#### [YOUR INSTRUCTIONS]
Starting at the line that contains "[indicate] large rear", copy each line through the end of the listing below. Include both ends and output nothing more.

***** TASK MATERIAL *****

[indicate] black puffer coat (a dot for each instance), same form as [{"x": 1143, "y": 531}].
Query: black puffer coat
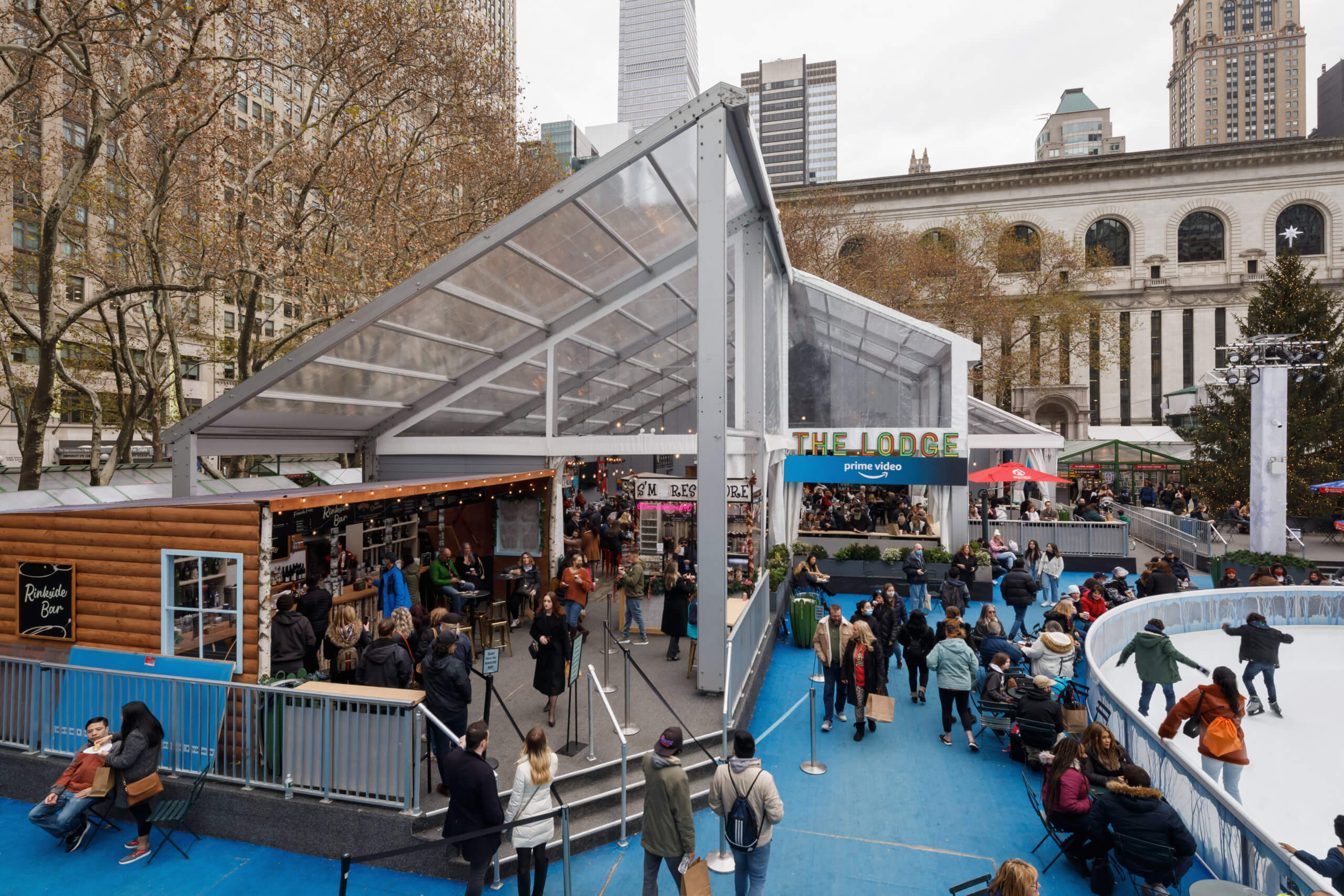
[{"x": 1260, "y": 642}]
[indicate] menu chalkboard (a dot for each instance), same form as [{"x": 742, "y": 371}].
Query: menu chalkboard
[{"x": 46, "y": 593}]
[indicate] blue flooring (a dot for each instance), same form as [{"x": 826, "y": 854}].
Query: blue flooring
[{"x": 898, "y": 813}]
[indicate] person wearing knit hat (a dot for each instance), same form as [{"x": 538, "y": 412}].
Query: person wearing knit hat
[{"x": 668, "y": 835}]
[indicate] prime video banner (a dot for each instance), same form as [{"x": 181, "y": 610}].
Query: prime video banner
[{"x": 875, "y": 471}]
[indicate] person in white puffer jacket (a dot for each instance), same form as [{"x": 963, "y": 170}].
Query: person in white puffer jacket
[
  {"x": 1053, "y": 653},
  {"x": 537, "y": 767}
]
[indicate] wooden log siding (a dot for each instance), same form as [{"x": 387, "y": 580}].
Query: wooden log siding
[{"x": 118, "y": 551}]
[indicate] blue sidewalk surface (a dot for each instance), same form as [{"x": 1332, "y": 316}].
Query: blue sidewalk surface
[{"x": 898, "y": 813}]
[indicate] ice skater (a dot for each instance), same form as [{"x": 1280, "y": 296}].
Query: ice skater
[
  {"x": 1260, "y": 653},
  {"x": 1156, "y": 657}
]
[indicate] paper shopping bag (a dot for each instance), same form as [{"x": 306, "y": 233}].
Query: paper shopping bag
[
  {"x": 879, "y": 707},
  {"x": 1076, "y": 721},
  {"x": 104, "y": 779},
  {"x": 695, "y": 882}
]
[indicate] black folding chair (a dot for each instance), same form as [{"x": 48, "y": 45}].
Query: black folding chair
[
  {"x": 1052, "y": 832},
  {"x": 171, "y": 815},
  {"x": 967, "y": 884},
  {"x": 995, "y": 718},
  {"x": 99, "y": 817},
  {"x": 1132, "y": 851}
]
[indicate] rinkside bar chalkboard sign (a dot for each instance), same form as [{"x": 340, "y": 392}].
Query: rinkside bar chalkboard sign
[{"x": 46, "y": 593}]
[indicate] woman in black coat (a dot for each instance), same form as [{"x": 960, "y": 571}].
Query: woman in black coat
[
  {"x": 676, "y": 596},
  {"x": 917, "y": 638},
  {"x": 553, "y": 649}
]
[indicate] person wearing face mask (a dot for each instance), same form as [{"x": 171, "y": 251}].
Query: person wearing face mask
[{"x": 524, "y": 590}]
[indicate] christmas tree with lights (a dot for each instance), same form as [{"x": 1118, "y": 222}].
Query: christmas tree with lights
[{"x": 1288, "y": 301}]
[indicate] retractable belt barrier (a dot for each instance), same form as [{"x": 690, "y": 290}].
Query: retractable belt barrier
[{"x": 659, "y": 695}]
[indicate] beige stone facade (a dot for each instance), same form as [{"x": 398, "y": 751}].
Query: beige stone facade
[{"x": 1194, "y": 227}]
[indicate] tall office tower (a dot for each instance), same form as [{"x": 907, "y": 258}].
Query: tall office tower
[
  {"x": 1078, "y": 128},
  {"x": 572, "y": 147},
  {"x": 1235, "y": 71},
  {"x": 659, "y": 64},
  {"x": 793, "y": 108},
  {"x": 1330, "y": 101}
]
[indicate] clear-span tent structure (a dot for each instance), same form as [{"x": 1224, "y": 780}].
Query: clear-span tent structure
[{"x": 644, "y": 305}]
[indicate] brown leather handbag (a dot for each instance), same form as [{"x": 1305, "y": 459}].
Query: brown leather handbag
[{"x": 139, "y": 792}]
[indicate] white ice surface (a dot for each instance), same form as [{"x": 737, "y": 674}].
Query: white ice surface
[{"x": 1295, "y": 785}]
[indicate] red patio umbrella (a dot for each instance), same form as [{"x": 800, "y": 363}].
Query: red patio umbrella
[{"x": 1012, "y": 473}]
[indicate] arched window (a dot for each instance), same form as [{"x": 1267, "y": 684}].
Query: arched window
[
  {"x": 1300, "y": 229},
  {"x": 1201, "y": 238},
  {"x": 853, "y": 248},
  {"x": 1019, "y": 250},
  {"x": 1113, "y": 237}
]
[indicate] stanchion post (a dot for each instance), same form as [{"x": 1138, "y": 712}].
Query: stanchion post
[
  {"x": 625, "y": 753},
  {"x": 812, "y": 766},
  {"x": 628, "y": 730},
  {"x": 606, "y": 656},
  {"x": 592, "y": 755},
  {"x": 565, "y": 846}
]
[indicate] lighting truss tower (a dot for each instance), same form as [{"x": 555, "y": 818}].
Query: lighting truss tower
[{"x": 1268, "y": 363}]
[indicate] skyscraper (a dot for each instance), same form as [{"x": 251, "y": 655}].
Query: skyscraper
[
  {"x": 1235, "y": 71},
  {"x": 793, "y": 108},
  {"x": 659, "y": 64},
  {"x": 572, "y": 147},
  {"x": 1078, "y": 128}
]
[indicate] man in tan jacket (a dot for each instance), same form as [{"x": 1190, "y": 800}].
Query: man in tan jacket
[
  {"x": 828, "y": 642},
  {"x": 745, "y": 778}
]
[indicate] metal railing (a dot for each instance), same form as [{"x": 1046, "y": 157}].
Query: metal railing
[
  {"x": 334, "y": 747},
  {"x": 1232, "y": 842},
  {"x": 747, "y": 640},
  {"x": 1180, "y": 534},
  {"x": 1095, "y": 539}
]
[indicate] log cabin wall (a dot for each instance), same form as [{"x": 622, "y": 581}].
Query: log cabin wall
[{"x": 119, "y": 597}]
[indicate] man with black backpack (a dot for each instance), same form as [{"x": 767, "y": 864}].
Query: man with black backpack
[{"x": 747, "y": 797}]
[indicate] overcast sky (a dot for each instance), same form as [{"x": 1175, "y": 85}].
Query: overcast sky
[{"x": 968, "y": 80}]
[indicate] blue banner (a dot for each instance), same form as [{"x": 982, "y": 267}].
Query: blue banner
[{"x": 873, "y": 469}]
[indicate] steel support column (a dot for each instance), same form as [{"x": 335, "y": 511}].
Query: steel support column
[
  {"x": 185, "y": 465},
  {"x": 713, "y": 399}
]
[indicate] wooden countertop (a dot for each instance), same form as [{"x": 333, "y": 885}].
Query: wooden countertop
[{"x": 361, "y": 692}]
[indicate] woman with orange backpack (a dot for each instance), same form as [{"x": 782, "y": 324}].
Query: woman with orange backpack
[{"x": 1215, "y": 714}]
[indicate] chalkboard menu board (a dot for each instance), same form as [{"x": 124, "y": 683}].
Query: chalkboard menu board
[{"x": 46, "y": 593}]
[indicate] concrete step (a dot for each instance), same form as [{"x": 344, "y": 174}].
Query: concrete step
[{"x": 594, "y": 800}]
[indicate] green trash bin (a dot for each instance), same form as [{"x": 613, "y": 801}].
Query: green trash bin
[{"x": 803, "y": 620}]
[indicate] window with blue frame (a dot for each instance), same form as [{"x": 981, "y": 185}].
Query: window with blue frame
[{"x": 202, "y": 605}]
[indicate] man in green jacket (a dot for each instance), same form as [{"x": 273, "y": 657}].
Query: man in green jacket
[
  {"x": 668, "y": 827},
  {"x": 632, "y": 579},
  {"x": 1156, "y": 657},
  {"x": 443, "y": 578}
]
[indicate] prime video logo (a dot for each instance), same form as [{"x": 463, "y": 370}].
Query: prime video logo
[{"x": 873, "y": 469}]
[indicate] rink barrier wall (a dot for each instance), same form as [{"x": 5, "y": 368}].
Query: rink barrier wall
[{"x": 1232, "y": 844}]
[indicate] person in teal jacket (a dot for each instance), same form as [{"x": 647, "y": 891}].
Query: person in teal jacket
[
  {"x": 956, "y": 666},
  {"x": 392, "y": 587}
]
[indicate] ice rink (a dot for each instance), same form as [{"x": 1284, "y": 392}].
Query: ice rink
[{"x": 1294, "y": 786}]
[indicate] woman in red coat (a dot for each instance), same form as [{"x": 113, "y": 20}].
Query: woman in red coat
[{"x": 1220, "y": 753}]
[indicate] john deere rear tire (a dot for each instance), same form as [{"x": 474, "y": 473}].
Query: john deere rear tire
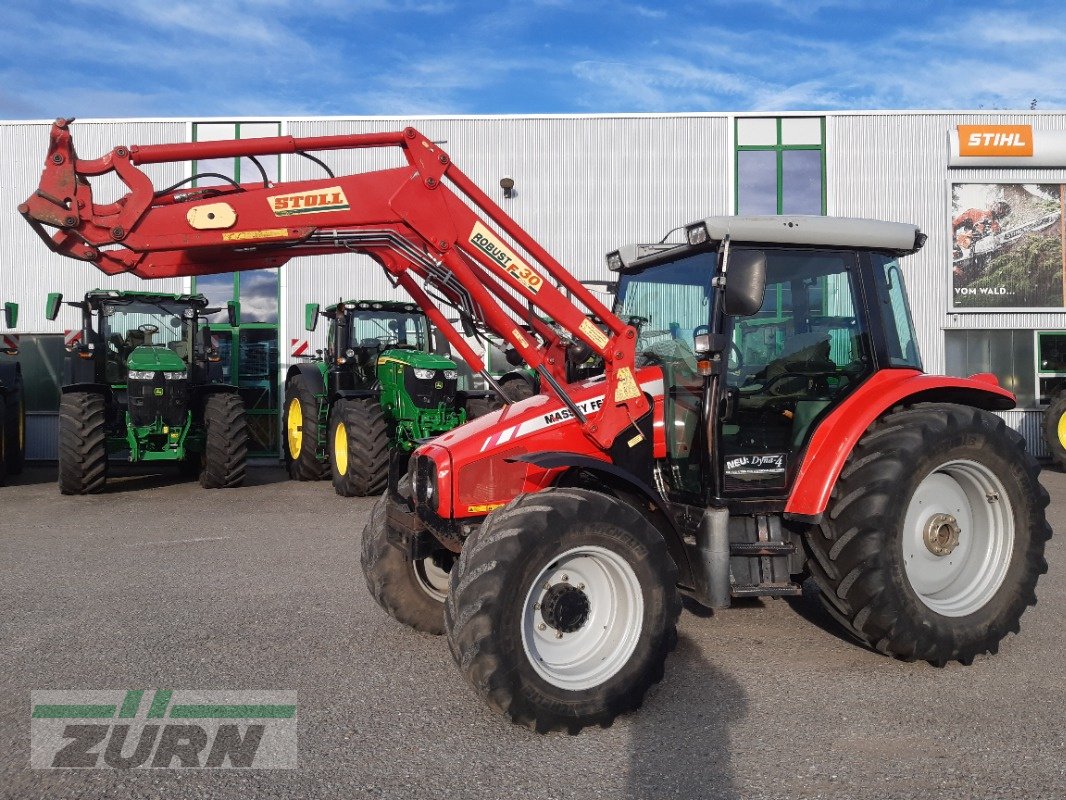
[
  {"x": 934, "y": 538},
  {"x": 1054, "y": 428},
  {"x": 226, "y": 442},
  {"x": 412, "y": 592},
  {"x": 301, "y": 429},
  {"x": 15, "y": 416},
  {"x": 82, "y": 443},
  {"x": 563, "y": 608},
  {"x": 358, "y": 448}
]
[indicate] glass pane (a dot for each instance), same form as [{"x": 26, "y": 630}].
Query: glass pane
[
  {"x": 258, "y": 296},
  {"x": 219, "y": 290},
  {"x": 757, "y": 131},
  {"x": 802, "y": 130},
  {"x": 802, "y": 182},
  {"x": 757, "y": 182}
]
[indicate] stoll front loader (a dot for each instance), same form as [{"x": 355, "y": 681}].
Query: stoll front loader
[
  {"x": 376, "y": 387},
  {"x": 12, "y": 400},
  {"x": 784, "y": 425},
  {"x": 144, "y": 377}
]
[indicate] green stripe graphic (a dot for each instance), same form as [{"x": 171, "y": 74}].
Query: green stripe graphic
[
  {"x": 63, "y": 712},
  {"x": 233, "y": 712}
]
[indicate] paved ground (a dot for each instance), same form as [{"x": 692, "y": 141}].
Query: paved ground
[{"x": 159, "y": 584}]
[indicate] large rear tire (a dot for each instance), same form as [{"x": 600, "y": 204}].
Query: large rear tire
[
  {"x": 1054, "y": 428},
  {"x": 563, "y": 608},
  {"x": 358, "y": 448},
  {"x": 226, "y": 442},
  {"x": 82, "y": 443},
  {"x": 412, "y": 592},
  {"x": 934, "y": 538},
  {"x": 301, "y": 427}
]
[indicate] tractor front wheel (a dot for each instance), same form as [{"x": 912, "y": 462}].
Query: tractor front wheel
[
  {"x": 302, "y": 432},
  {"x": 226, "y": 442},
  {"x": 934, "y": 538},
  {"x": 412, "y": 591},
  {"x": 82, "y": 443},
  {"x": 358, "y": 448},
  {"x": 563, "y": 608}
]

*****

#### [WRITTEN REPLY]
[indicate] large rear tire (a dot for each instance), same form as [{"x": 600, "y": 204}].
Query: large rear tire
[
  {"x": 1054, "y": 428},
  {"x": 563, "y": 608},
  {"x": 358, "y": 448},
  {"x": 226, "y": 442},
  {"x": 82, "y": 443},
  {"x": 412, "y": 592},
  {"x": 934, "y": 538},
  {"x": 301, "y": 427}
]
[indicate] tractor front wheel (a dot for each instance), same form as [{"x": 912, "y": 462}].
Query: tractor front wheel
[
  {"x": 302, "y": 432},
  {"x": 226, "y": 442},
  {"x": 934, "y": 538},
  {"x": 412, "y": 591},
  {"x": 82, "y": 443},
  {"x": 358, "y": 448},
  {"x": 563, "y": 608}
]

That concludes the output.